What the task asks:
In the listing that follows, the range to quote begins at the line that has "x=1148, y=0" and ends after the line that has "x=993, y=578"; quote it verbatim and add nothing.

Material supplied:

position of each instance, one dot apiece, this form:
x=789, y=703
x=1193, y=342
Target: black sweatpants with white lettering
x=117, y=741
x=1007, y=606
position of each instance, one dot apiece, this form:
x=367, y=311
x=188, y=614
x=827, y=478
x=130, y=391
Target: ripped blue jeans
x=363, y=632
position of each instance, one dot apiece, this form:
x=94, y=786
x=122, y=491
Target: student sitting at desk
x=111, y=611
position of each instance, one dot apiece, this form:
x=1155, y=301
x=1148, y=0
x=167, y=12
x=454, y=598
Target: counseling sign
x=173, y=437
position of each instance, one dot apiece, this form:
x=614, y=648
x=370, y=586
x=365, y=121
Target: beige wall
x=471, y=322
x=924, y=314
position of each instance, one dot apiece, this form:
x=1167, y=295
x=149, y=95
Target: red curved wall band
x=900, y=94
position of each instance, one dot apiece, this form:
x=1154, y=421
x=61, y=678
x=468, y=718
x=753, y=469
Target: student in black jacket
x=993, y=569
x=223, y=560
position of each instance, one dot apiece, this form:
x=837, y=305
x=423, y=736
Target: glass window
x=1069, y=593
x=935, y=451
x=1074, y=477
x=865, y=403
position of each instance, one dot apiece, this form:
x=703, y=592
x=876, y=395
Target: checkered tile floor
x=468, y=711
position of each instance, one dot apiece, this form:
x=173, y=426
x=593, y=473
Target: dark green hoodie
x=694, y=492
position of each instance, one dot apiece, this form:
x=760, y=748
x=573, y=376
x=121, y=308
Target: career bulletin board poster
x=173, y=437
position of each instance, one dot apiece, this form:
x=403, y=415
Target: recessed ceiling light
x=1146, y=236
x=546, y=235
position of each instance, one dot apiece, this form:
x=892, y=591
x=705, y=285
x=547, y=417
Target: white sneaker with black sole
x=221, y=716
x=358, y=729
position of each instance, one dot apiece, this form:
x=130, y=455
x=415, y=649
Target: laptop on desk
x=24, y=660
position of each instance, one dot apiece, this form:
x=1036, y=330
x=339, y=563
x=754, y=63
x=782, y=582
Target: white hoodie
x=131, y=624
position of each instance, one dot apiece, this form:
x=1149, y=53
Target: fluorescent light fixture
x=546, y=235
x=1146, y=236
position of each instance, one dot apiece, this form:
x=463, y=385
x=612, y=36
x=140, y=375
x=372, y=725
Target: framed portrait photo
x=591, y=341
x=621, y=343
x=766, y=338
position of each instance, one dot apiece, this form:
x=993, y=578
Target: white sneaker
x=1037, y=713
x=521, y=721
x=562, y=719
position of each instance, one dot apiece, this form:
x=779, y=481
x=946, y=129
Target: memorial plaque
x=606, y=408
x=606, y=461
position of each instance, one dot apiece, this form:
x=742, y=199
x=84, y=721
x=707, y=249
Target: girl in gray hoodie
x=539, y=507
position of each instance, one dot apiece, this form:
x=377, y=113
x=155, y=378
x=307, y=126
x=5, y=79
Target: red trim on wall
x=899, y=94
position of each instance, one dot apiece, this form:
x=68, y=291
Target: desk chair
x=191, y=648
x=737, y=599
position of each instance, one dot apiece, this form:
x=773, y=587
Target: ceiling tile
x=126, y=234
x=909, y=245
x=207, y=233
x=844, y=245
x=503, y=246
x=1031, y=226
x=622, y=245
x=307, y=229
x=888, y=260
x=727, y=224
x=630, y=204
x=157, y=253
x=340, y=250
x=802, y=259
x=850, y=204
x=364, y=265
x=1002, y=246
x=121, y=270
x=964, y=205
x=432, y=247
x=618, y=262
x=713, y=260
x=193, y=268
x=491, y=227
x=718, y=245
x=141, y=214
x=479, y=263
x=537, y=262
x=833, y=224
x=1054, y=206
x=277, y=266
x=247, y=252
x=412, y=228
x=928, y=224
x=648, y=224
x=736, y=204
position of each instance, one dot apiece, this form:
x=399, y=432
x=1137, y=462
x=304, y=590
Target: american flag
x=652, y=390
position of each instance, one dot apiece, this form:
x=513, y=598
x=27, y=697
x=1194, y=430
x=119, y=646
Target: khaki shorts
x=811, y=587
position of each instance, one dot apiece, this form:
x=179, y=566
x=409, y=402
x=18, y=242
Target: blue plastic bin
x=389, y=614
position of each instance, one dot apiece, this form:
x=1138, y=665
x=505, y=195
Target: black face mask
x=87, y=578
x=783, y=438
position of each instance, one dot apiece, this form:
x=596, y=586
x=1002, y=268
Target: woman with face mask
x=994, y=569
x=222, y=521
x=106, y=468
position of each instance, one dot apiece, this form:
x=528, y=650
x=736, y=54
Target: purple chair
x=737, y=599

Solution:
x=1148, y=0
x=167, y=12
x=454, y=598
Target: counseling sign
x=173, y=437
position of each instance, one dot apiece, this form:
x=614, y=648
x=370, y=586
x=365, y=121
Target: beige wall
x=471, y=322
x=924, y=314
position of each instance, one dot apiece, this form:
x=1167, y=295
x=149, y=95
Target: red curved wall band
x=900, y=94
position of each instance, one dot apiece, this form:
x=1154, y=421
x=61, y=678
x=468, y=718
x=753, y=469
Target: student in black jacket
x=993, y=569
x=223, y=560
position of each instance, one dot apiece, this form:
x=837, y=305
x=423, y=736
Target: glass window
x=1069, y=593
x=935, y=451
x=1074, y=477
x=865, y=403
position of each instance, one dot apiece, this form:
x=703, y=592
x=876, y=395
Target: checkered tile floor
x=468, y=711
position of each instance, one dot apiece, this form:
x=173, y=426
x=593, y=473
Target: dark green hoodie
x=694, y=492
position of each instance, one dot apiece, this form:
x=760, y=748
x=573, y=376
x=121, y=308
Target: career bulletin board poster
x=173, y=437
position of each instance, one dot apiece, this form:
x=403, y=415
Target: recessed ceiling light
x=1146, y=236
x=546, y=235
position of each instance, one dot apiece, this form:
x=892, y=591
x=705, y=285
x=547, y=417
Target: white sneaker with black sole
x=221, y=716
x=358, y=729
position of each instance, one dot apiece, this form:
x=130, y=455
x=415, y=649
Target: laptop on desk
x=24, y=660
position of each instance, one dot apiece, this form:
x=1036, y=330
x=339, y=563
x=754, y=63
x=782, y=582
Target: white hoodie
x=131, y=624
position of each instance, one dot apiece, this form:
x=1149, y=53
Target: fluorescent light fixture
x=546, y=235
x=1146, y=236
position of each instance, one dot apiece, this form:
x=463, y=385
x=612, y=36
x=140, y=375
x=372, y=725
Target: framed portrait photo
x=591, y=341
x=621, y=343
x=766, y=338
position of each instance, one dot apiece, this form:
x=993, y=578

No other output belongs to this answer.